:: Provided records ::

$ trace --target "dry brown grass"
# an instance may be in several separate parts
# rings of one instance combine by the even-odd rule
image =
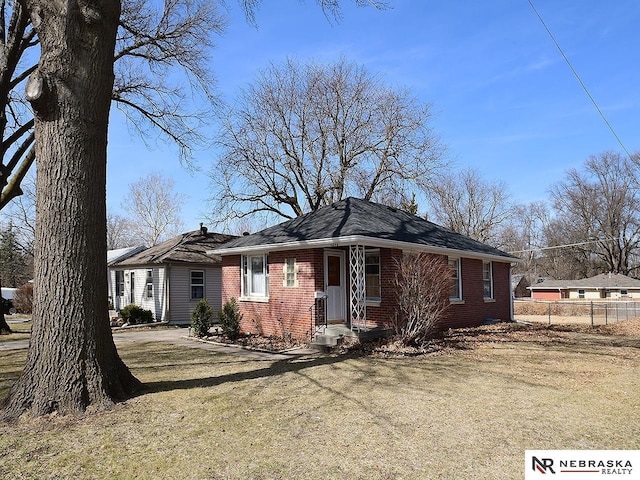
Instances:
[[[0,342],[10,342],[13,340],[25,340],[31,333],[31,315],[11,315],[5,317],[9,322],[9,327],[13,333],[0,335]],[[15,320],[20,320],[16,322]]]
[[[0,354],[0,395],[25,353]],[[121,354],[148,392],[0,425],[1,478],[505,479],[525,449],[640,448],[638,324],[453,331],[406,358]]]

:::

Task instructions :: Write out the whole listing exactly, and drop the pictures.

Expected answer ::
$ trace --target "dry brown grass"
# an instance may be in several separate parts
# rings of one instance combine by the even-odd rule
image =
Instances:
[[[0,342],[10,342],[13,340],[25,340],[31,333],[31,315],[11,315],[5,317],[9,322],[9,327],[13,333],[0,335]],[[15,320],[20,320],[16,322]]]
[[[0,354],[0,395],[25,353]],[[121,354],[148,392],[0,425],[1,478],[505,479],[525,449],[640,448],[638,324],[453,331],[406,358]]]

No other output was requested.